— start Record list —
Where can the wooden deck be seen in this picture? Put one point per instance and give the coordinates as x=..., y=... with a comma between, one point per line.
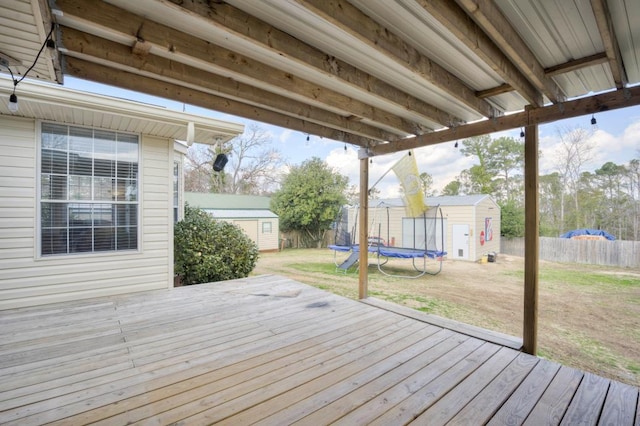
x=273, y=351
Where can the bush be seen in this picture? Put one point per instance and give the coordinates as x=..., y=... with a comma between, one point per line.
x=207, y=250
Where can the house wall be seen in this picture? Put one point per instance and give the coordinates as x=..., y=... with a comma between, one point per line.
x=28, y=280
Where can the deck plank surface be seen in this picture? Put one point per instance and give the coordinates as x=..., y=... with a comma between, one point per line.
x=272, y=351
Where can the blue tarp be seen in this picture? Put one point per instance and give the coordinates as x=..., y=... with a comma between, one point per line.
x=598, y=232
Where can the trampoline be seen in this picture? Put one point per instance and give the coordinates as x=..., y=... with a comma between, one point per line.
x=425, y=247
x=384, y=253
— end Record list —
— start Record list —
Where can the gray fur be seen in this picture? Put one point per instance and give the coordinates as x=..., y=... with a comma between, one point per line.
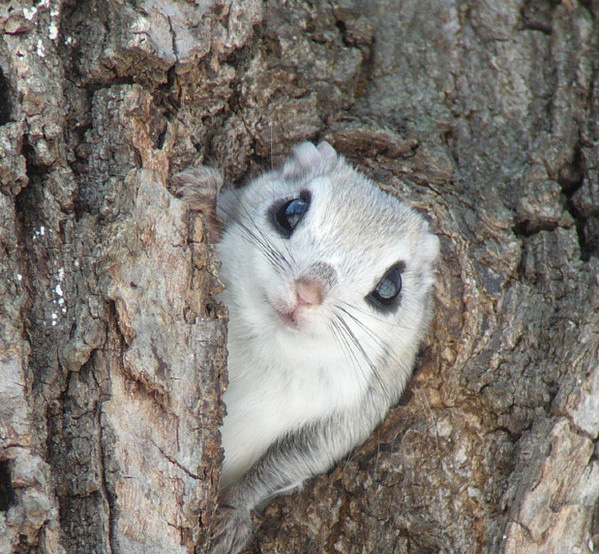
— end Record list —
### What to produce
Can you rewrite the records from the line that has "Where can the wooden" through the line that has "x=384, y=253", replacing "bush" with "shrub" and keeping everything else the same? Leave the pictures out of your answer.

### Correct answer
Where can the wooden deck be seen in this picture? Put one point per instance and give the coordinates as x=..., y=... with a comma between, one point per line.
x=273, y=351
Where can the shrub be seen in this picture? Put one point per instance and give the coordinates as x=..., y=... with a comma between, one point per line.
x=207, y=250
Where can the house wall be seen in this picture? Put one point per instance and give the coordinates as x=..., y=... with a comma between, one point per line.
x=28, y=280
Where can the deck plank surface be seen in this picture? Put one point per instance and give the coordinates as x=..., y=... with a comma between, one point per line.
x=272, y=351
Where can the blue tarp be seen in this picture? Put one point per instance and give the coordinates as x=..., y=... with a comma between, one point per line.
x=598, y=232
Where can the trampoline be seen in this picture? Put one point per instance and give the coordinates as x=..., y=... with a comma between, one point per line.
x=425, y=247
x=384, y=253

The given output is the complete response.